[Extracted data entries]
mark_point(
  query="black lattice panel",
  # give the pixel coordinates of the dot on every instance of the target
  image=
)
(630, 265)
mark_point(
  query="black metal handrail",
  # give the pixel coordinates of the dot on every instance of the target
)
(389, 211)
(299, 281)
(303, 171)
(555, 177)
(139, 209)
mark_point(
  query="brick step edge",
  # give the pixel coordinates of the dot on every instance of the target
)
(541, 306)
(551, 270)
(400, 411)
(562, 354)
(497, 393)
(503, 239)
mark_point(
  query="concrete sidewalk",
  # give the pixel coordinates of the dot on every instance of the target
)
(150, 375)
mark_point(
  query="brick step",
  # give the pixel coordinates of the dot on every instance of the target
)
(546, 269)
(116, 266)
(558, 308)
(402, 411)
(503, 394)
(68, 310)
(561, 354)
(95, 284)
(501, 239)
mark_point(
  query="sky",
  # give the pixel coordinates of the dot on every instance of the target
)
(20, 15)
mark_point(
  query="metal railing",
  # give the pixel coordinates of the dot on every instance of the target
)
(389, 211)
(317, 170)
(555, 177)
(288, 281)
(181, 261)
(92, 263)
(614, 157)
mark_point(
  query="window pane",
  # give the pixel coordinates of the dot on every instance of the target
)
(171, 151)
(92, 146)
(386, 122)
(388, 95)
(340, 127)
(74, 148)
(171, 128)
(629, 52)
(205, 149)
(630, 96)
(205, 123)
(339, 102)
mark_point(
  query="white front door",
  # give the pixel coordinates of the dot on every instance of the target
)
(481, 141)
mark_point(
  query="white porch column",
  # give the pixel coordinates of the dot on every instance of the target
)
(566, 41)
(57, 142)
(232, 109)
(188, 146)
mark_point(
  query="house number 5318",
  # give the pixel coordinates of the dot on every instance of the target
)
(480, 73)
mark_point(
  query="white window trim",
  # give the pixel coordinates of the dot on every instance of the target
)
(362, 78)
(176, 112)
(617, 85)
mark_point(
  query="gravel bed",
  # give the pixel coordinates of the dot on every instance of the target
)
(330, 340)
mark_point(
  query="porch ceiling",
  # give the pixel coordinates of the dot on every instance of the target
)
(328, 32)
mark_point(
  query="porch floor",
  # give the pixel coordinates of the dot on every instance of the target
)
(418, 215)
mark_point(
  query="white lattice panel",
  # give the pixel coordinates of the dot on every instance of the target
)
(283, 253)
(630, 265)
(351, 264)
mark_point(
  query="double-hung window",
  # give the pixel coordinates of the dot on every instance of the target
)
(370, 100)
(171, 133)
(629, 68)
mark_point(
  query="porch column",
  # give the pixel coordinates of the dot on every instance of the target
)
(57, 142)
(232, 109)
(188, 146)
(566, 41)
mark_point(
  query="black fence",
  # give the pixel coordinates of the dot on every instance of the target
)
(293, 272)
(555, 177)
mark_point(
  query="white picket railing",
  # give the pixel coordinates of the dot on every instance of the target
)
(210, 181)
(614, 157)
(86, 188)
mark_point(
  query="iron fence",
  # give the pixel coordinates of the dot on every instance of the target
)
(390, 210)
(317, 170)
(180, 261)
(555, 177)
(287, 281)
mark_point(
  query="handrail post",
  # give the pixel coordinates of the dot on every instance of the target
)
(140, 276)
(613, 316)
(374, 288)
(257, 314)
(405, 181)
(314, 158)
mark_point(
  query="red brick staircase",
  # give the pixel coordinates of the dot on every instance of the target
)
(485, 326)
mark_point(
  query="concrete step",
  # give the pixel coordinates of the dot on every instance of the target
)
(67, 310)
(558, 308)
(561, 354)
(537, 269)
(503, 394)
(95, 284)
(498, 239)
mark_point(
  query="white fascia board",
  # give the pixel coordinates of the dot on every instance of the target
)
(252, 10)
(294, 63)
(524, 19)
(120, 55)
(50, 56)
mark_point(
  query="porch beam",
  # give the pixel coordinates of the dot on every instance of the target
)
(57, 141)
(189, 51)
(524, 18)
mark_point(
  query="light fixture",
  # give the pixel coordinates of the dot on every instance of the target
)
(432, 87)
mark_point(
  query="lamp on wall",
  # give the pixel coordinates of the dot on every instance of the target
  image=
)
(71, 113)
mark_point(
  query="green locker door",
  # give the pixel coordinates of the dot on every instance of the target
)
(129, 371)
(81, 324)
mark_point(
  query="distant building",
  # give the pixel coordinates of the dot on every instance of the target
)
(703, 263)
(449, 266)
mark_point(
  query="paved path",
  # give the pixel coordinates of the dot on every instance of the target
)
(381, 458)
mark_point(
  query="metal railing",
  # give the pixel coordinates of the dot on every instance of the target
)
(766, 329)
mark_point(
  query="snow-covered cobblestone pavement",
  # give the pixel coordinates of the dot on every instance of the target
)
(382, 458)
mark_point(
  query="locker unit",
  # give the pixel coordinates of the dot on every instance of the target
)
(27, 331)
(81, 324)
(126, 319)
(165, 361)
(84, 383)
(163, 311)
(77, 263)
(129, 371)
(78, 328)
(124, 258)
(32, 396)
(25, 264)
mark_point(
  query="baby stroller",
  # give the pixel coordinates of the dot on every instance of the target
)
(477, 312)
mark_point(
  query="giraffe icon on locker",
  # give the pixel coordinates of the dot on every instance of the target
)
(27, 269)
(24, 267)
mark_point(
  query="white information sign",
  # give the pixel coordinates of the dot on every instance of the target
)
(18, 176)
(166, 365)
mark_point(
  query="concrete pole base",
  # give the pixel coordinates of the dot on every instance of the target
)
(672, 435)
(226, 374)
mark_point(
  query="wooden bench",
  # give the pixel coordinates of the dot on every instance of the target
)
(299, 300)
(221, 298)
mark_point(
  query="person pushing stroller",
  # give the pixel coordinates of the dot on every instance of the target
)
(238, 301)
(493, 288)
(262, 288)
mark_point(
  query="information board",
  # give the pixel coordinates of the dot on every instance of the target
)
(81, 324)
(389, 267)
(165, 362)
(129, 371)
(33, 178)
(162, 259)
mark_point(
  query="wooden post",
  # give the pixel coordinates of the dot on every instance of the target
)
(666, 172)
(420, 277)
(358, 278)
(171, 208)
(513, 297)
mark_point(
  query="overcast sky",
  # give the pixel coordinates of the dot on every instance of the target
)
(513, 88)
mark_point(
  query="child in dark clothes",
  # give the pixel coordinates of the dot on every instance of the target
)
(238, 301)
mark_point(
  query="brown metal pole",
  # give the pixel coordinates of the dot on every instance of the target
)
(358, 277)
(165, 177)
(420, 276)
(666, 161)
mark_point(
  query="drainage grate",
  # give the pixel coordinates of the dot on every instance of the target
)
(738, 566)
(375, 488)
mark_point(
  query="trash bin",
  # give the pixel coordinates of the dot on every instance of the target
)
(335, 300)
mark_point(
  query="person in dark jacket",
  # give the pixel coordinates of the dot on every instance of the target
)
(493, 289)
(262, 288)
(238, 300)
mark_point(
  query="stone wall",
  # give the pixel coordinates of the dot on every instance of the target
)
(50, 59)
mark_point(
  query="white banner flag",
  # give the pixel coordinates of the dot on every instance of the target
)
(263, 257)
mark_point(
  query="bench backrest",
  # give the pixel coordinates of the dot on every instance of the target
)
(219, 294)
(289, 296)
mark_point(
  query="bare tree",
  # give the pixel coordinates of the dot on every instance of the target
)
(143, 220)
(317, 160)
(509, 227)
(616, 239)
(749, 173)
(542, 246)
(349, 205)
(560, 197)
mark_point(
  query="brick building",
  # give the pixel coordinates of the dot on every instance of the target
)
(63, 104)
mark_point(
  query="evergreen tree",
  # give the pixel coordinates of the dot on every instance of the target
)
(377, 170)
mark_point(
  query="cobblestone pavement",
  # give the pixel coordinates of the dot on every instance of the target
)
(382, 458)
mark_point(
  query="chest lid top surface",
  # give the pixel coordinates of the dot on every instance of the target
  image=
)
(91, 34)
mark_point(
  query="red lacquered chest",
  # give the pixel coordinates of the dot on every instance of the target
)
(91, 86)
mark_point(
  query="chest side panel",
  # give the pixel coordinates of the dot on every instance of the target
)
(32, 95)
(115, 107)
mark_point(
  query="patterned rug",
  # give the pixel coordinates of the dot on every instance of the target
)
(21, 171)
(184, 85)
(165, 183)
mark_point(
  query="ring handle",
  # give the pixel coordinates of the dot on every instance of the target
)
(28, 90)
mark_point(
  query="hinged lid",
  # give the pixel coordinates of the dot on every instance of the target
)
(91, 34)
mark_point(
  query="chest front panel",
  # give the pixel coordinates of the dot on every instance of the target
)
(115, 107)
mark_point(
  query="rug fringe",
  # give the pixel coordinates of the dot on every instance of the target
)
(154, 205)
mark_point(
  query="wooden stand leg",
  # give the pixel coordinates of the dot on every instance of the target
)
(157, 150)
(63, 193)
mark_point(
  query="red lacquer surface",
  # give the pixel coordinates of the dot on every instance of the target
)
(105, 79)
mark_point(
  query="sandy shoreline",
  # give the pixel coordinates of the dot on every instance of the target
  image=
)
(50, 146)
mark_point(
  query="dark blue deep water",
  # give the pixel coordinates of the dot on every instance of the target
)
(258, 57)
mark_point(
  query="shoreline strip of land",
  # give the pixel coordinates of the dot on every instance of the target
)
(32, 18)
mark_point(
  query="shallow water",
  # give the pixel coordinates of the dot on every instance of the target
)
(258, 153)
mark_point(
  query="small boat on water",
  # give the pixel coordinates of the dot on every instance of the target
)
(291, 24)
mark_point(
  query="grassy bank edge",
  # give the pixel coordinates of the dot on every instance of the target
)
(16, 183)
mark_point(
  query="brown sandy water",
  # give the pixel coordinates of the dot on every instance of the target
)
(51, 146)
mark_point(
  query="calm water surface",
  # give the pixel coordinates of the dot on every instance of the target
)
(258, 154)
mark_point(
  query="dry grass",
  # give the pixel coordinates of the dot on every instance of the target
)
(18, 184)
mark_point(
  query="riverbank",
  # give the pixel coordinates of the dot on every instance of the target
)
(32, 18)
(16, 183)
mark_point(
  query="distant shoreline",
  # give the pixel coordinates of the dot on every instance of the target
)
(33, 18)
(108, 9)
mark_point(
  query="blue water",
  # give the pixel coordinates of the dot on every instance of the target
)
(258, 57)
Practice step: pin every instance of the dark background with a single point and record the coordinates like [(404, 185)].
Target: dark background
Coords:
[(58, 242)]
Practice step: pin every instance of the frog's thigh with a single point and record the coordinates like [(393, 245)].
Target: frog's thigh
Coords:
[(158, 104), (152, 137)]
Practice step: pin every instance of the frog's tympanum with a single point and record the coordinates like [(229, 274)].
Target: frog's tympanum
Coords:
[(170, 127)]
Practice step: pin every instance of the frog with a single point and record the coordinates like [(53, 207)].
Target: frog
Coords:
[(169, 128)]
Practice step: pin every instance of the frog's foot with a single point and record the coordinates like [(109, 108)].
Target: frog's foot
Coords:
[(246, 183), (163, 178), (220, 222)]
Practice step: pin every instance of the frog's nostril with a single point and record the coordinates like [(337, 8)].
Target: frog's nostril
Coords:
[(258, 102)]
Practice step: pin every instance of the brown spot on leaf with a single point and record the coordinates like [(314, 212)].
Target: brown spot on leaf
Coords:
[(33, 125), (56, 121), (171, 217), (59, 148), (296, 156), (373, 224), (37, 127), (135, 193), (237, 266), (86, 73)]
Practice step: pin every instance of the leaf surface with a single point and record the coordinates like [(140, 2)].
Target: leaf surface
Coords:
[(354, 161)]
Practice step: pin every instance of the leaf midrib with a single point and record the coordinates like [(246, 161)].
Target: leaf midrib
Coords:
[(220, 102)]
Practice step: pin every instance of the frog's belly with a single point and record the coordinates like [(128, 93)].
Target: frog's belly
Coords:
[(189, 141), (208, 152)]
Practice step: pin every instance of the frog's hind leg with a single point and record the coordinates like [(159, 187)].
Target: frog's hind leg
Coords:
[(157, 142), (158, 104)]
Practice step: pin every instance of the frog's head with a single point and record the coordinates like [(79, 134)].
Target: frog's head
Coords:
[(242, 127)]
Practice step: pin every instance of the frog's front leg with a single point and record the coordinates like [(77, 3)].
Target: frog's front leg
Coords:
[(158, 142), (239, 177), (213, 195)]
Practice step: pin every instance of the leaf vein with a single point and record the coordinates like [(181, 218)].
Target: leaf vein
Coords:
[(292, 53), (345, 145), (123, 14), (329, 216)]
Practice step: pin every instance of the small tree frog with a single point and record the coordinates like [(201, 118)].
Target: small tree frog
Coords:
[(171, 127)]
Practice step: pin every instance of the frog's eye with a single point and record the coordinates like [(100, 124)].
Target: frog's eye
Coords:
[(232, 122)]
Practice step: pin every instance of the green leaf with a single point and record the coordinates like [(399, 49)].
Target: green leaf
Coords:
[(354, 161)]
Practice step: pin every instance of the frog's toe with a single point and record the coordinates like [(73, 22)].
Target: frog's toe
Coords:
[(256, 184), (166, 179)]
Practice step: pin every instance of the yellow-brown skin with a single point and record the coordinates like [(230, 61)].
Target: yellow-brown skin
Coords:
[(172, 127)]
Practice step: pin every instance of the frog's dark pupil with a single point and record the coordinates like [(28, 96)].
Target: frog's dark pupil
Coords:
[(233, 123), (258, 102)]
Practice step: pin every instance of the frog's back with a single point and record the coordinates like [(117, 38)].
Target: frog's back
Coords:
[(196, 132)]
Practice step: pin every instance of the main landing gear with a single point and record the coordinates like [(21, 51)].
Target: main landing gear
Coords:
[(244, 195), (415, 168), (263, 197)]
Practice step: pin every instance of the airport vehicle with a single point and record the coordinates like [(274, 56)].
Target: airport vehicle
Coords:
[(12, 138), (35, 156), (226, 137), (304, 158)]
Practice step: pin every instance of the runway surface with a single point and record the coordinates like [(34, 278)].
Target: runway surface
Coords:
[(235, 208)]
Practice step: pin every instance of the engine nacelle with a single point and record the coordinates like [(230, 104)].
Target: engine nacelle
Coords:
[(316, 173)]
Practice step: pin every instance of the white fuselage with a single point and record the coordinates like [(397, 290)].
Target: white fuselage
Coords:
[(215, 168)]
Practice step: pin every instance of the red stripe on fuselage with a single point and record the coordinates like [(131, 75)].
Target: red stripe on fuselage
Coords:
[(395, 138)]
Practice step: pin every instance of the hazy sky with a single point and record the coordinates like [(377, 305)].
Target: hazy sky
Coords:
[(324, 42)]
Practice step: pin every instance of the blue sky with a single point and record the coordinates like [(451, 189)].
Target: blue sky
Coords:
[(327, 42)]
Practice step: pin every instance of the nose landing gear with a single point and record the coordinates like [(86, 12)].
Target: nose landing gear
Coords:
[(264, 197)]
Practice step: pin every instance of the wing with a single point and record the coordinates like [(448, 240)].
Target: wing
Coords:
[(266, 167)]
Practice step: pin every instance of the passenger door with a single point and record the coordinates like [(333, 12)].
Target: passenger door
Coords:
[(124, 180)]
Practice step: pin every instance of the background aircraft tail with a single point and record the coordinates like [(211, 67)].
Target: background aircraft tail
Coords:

■ WRITTEN INSTRUCTION: Echo the part of the records above that opens with the line containing "Practice step: pin every instance of the white" and closes with the line containing "[(215, 168)]", reproducing both of those lines and everything between them without change.

■ THE ANSWER:
Practice step: pin every instance of the white fuselage with a single point and record the coordinates like [(397, 290)].
Target: white fuselage
Coords:
[(215, 168)]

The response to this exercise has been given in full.